▸ To do: Extract the listing below in full, unchanged.

▸ Data supplied:
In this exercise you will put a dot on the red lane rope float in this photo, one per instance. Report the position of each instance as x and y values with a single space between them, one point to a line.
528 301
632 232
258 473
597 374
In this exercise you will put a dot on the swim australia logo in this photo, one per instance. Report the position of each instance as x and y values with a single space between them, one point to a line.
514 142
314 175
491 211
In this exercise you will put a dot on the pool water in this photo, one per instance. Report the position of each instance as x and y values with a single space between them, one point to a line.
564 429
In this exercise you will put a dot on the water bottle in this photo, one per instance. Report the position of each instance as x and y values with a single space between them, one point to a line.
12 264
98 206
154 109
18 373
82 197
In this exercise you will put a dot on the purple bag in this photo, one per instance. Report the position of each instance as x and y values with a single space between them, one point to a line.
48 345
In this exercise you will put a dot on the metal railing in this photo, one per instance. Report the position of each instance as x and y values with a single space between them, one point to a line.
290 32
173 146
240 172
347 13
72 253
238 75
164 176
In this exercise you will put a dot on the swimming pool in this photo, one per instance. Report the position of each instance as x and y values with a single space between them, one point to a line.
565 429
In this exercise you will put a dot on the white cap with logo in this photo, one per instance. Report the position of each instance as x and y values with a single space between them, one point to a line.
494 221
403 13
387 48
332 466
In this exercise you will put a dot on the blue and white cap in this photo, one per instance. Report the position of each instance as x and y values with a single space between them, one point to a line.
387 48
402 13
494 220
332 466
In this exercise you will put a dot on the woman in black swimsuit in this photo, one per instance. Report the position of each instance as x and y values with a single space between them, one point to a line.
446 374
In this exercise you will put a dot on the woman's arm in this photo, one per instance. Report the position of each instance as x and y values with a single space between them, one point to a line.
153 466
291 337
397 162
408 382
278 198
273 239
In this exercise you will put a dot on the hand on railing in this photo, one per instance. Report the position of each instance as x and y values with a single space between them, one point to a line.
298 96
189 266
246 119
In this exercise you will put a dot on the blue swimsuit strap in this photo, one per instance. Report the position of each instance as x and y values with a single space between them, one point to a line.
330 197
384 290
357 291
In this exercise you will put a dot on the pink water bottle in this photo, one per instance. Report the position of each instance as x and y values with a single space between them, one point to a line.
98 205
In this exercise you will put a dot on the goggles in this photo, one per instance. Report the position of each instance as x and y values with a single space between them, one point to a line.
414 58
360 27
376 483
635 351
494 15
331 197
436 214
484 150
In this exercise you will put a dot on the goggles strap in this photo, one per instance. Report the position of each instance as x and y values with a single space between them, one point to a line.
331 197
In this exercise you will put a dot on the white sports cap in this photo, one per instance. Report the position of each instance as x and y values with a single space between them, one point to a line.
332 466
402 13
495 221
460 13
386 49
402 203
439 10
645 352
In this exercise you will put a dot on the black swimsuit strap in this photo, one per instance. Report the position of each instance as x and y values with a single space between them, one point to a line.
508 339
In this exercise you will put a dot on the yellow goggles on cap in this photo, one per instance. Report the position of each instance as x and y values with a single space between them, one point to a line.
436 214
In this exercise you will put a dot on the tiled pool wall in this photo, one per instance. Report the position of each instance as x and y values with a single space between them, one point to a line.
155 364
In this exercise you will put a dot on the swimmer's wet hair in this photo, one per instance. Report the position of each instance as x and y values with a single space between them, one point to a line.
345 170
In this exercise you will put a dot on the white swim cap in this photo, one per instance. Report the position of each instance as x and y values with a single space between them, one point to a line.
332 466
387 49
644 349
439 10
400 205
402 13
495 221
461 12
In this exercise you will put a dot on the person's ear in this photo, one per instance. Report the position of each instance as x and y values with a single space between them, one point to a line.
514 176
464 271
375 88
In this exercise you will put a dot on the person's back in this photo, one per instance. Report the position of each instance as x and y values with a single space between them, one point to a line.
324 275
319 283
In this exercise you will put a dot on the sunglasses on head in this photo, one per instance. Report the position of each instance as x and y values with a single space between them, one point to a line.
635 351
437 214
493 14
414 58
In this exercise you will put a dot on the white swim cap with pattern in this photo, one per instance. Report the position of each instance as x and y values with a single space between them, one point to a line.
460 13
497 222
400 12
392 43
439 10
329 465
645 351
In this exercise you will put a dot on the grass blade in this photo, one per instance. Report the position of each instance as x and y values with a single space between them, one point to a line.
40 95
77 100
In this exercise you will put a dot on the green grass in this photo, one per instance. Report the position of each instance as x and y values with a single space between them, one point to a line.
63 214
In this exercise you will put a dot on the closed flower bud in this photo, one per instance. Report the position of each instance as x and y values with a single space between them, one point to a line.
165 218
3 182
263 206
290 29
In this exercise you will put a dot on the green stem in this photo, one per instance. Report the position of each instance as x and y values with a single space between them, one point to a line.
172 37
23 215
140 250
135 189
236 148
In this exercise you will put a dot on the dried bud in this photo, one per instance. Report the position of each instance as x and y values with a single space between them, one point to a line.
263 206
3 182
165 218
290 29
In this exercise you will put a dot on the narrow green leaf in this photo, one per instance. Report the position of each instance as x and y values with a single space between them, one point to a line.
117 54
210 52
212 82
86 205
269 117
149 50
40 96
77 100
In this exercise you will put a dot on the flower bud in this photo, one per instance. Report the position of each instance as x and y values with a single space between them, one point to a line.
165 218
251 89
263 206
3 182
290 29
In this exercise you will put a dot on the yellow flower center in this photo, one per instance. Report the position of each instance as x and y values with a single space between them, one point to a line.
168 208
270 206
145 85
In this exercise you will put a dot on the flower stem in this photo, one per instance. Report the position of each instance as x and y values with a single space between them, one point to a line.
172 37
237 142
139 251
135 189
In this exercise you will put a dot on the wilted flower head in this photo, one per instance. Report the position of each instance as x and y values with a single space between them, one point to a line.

▸ Your response:
In this exercise you will put a dot on the red lane rope float in this photo, one per instance. Report the position of each instance as x and y values with a single space between them, one point to a line.
528 301
632 232
258 473
597 374
In this exercise you will put a dot on the swim australia logo in this photo, one per instance. Report the position of each instance as x and y values with a single space between them, one point to a line.
514 142
314 175
491 211
In this exercise you will put a dot on the pool water in this photo, one per instance. Report the position of each instance as x and y values with a single space between them, one point to a line.
564 429
In this exercise you will put a dot on the water bottle in this photo, one per instance. Report the position of each instance as x and y values with a single space between them, one point to a line.
12 264
98 206
154 109
18 373
82 197
In this exercise you will put a dot on the purple bag in this photo, one per instance. Report the position of each instance as x and y values with a single space between them, one point to a line.
48 345
In this exercise you will put a dot on the metal railing in this photo, one per instance. Report the position of each instance as x and y values with a single space between them, one point to a line.
290 32
173 146
240 172
347 13
72 253
238 75
164 176
In this exercise you will put a dot on the swimming pool in this photo, one per instance. Report the position of each instance as x and y values with a single space between them, one point to a line.
565 429
In this exercise you will put a dot on the white cap with logo in this photo, one per instance. Report the position of each instance as x and y values with a single space between them, one point to a line.
494 221
403 13
387 48
332 466
In this exercise you will put a dot on the blue and white cap in this photo, one per instance. Report the position of each instance as x and y values with a single space between them, one point to a line.
387 48
402 13
494 220
332 466
In this exercise you will put a dot on the woman in black swimsuit in this photo, one per instance. Report the position of each instance as x and y values with a single space between them, one point to a line.
446 374
In this exercise you will put a dot on the woman's arm in this photo, one per instance. Report the position of each instance as x and y values with a single space between them, one point to a line.
153 466
291 337
397 162
408 382
278 198
273 239
In this exercise you will put a dot on the hand on railing in this photo, one per instance. Report the position of each instance as x and y values with a single space between them, one point to a line.
298 96
189 266
246 119
In this exercise you will put a dot on the blue swimsuit strap in this photo, one per instance. Report the position of each instance as x and y values with a single space between them, one point to a line.
330 197
384 290
357 291
In this exercise you will put a dot on the pink water bottle in this photo, one per instance. Report the position of each instance as x and y values with a single space between them, one point to a line.
98 205
In this exercise you will put a dot on the goggles in this photo, one per instance. Report the position of each instance as x and y values with a single space between them, one point to a line.
414 58
360 27
376 483
635 351
494 15
331 197
436 214
484 150
In this exercise you will put a dot on the goggles strap in this photo, one per instance. Report the position of each instance as x and y values with a single space between them, one point to a line.
331 197
In this exercise you will put a dot on the white sports cap in this photo, one per instance. Report the position of each instance as x and y values with a single space between them, one point to a line.
332 466
402 13
495 221
460 13
386 49
402 203
439 10
645 352
In this exercise you will put a dot on the black swimsuit strap in this photo, one per instance. Report the position of each instance as x and y values with a single space between them, one point to a line.
508 339
In this exercise you will put a dot on the yellow goggles on cap in this photo, one per instance. Report the position of each instance as x and y values with a single space between them, one point to a line.
436 214
In this exercise you will put a dot on the tiled pool wall in this photo, one per instance. Report the position of each instance as x and y values with a single space between them, one point to a line.
155 364
In this exercise you will put a dot on the swimmer's wet hair in this photo, one per instance. Report the position of each instance as x and y values with a single space between them, one point to a line.
345 170
In this exercise you will put a dot on the white swim cap in this photo, one per instance. Report the position of each instance as x and y values with a single space between them, one point to a line.
332 466
387 49
644 349
439 10
400 205
402 13
495 221
461 12
In this exercise you will put a dot on the person's ear in this photo, one per instance. Report the position of each instance as x and y values with a single space between them, one point to a line.
514 176
464 271
375 88
In this exercise you will put a dot on the person's back in this photo, one per instance. Report the position of each instance as x and y values with a single space between them, one point to a line.
324 275
319 283
In this exercise you will put a dot on the sunglasses on head in this photo, one per instance. Report the position of each instance as x and y values with a single space between them, one point to a line.
635 351
437 214
493 14
414 58
In this exercise you will put a dot on the white swim cap with pattern in this photo, one per instance. Report the position of each instance as x and y values with a single space between them, one point to a line.
460 13
497 222
400 12
392 43
439 10
329 465
645 351
In this exercise you will put a dot on the grass blade in this photo, one per instance. Report the position of each instance as x and y values with a single space between them, one point to a line.
40 95
77 100
In this exercise you will put a dot on the green grass in this photo, one per instance. Report the position of each instance as x and y values with a single space between them, one point to a line.
63 214
In this exercise you will put a dot on the closed flower bud in this photo, one per instance. Report the position of each instance as x and y values with a single space between them, one point to a line.
165 218
3 182
263 206
290 29
In this exercise you will put a dot on the green stem in this photo, one per instance. Report the position of each instance as x and y values with a single space between them, one point to a line.
172 37
23 215
140 250
135 189
236 148
In this exercise you will put a dot on the dried bud in this photo, one per instance. Report the position of each instance as x and y values with a single space between them, one point to a line.
263 206
3 182
165 218
290 29
In this exercise you will put a dot on the narrow green leaf in this photo, one per instance. Report the position of each instance as x and y values with a single space between them, one point to a line.
117 54
210 52
212 82
86 205
269 117
149 50
40 96
77 100
In this exercise you will put a dot on the flower bud in this photo, one per instance. Report the position of each instance as x and y values with a single space between them, one point to a line.
165 218
251 89
263 206
3 182
290 29
In this exercise you will put a dot on the yellow flower center in this photo, one per instance. Report the position of each instance as x and y values with a single space between them, one point to a line.
168 208
270 206
145 85
In this exercise you will put a dot on the flower stem in this photo, one per instance. Report the position of each instance as x and y values with a single space between them, one point to a line.
172 37
237 142
139 251
135 189
In this exercise you will put a dot on the wilted flower head in this photo, one per instance. Report the position of each instance as x and y values with a single space between them, one point to a line.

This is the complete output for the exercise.